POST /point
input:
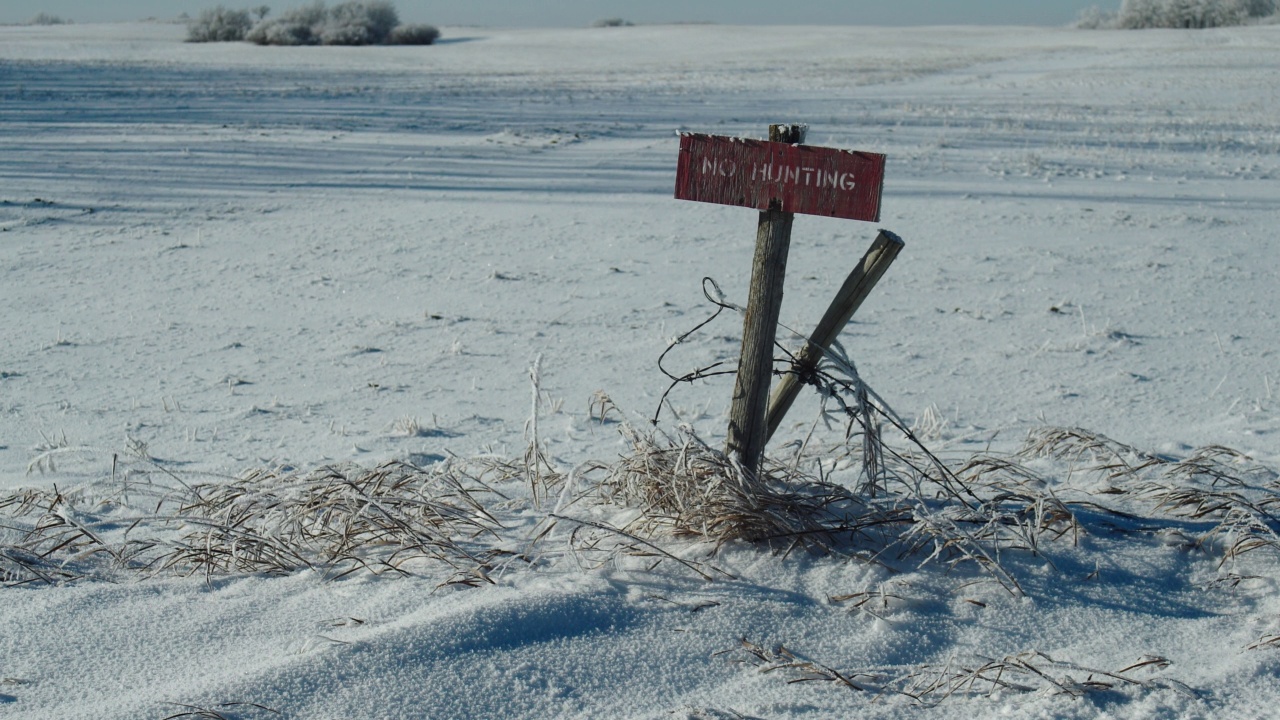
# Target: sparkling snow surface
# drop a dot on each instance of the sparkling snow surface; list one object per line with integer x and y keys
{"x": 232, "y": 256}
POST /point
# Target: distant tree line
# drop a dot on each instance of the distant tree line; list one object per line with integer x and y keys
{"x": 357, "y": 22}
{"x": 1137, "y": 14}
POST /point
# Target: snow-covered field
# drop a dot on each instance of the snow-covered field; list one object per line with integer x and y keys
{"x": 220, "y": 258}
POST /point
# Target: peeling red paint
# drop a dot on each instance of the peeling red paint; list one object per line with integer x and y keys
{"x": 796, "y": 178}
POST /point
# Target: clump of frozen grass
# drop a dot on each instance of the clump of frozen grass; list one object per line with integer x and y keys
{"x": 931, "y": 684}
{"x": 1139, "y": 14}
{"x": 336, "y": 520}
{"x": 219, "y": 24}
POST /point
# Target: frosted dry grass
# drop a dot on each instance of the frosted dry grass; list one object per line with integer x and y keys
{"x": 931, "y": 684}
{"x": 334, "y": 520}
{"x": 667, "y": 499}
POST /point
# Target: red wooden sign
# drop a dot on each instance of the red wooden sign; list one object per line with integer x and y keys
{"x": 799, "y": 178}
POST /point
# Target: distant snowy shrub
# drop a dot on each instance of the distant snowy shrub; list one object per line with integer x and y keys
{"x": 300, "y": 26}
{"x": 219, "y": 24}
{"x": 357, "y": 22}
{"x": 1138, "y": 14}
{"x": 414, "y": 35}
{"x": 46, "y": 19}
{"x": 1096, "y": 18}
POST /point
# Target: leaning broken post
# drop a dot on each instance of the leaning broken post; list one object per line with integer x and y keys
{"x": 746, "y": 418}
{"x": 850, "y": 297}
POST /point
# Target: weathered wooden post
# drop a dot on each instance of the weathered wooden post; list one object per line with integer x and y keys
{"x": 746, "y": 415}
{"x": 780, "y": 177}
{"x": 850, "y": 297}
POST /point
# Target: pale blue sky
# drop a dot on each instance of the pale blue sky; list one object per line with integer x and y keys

--

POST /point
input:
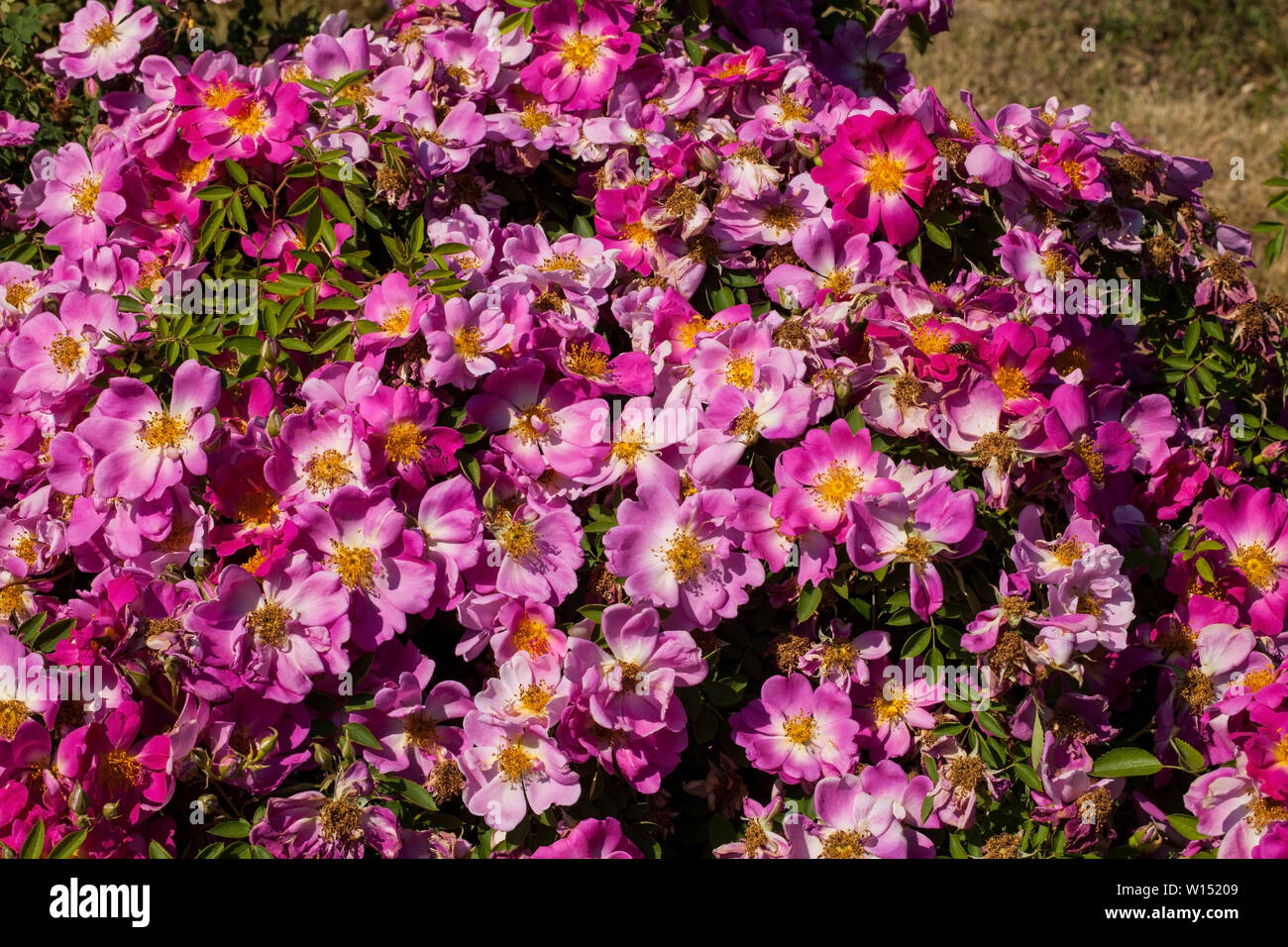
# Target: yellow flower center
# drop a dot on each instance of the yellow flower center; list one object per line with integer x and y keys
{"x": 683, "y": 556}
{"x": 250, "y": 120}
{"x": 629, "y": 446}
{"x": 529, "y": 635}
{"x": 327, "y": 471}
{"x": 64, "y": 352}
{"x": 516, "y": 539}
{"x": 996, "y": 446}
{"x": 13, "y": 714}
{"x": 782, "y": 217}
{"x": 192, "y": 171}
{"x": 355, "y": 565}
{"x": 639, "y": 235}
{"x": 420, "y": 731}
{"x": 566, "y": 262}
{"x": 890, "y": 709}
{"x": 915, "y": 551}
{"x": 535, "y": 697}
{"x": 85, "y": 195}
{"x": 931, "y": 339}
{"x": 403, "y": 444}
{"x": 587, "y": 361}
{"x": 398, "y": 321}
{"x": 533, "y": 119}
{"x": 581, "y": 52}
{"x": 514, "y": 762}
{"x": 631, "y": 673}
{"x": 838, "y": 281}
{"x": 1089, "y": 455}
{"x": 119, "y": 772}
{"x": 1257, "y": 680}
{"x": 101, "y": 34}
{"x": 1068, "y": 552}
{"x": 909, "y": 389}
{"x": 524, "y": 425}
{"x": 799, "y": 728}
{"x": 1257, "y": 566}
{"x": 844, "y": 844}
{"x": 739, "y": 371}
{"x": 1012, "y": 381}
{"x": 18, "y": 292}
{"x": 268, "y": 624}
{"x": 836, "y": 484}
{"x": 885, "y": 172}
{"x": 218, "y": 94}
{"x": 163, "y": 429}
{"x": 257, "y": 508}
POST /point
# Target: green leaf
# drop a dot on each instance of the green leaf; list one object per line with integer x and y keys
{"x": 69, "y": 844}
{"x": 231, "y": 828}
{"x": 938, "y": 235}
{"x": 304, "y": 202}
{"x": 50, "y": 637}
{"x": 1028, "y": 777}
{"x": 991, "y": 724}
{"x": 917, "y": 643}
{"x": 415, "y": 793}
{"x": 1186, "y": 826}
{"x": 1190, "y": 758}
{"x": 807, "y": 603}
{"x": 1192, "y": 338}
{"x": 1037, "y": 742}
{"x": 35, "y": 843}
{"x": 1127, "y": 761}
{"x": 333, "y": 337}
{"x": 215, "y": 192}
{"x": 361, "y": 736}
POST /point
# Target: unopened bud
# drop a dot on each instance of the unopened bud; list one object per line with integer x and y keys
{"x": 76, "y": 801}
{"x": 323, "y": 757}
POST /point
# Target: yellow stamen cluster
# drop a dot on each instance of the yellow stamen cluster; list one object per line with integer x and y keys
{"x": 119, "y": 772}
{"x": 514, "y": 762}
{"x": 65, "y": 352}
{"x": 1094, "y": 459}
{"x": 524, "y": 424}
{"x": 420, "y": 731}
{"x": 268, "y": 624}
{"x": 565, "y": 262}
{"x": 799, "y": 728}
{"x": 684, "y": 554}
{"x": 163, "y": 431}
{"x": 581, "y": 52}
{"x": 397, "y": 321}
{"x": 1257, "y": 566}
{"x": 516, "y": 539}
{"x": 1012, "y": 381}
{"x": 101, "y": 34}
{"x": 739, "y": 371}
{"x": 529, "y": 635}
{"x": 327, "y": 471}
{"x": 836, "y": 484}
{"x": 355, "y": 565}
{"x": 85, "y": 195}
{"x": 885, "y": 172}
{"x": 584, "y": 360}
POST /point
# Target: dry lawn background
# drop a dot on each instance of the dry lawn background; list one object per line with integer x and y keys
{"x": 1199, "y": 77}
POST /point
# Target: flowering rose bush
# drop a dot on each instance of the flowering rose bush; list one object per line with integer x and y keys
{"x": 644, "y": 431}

_What you need to do_: Pick out every line of the records that contains the string "green", and copy each of those lines.

_The completed task_:
# Target: green leaf
# drop a dot on each instance of the green leaf; list one object per line with integer x and y keys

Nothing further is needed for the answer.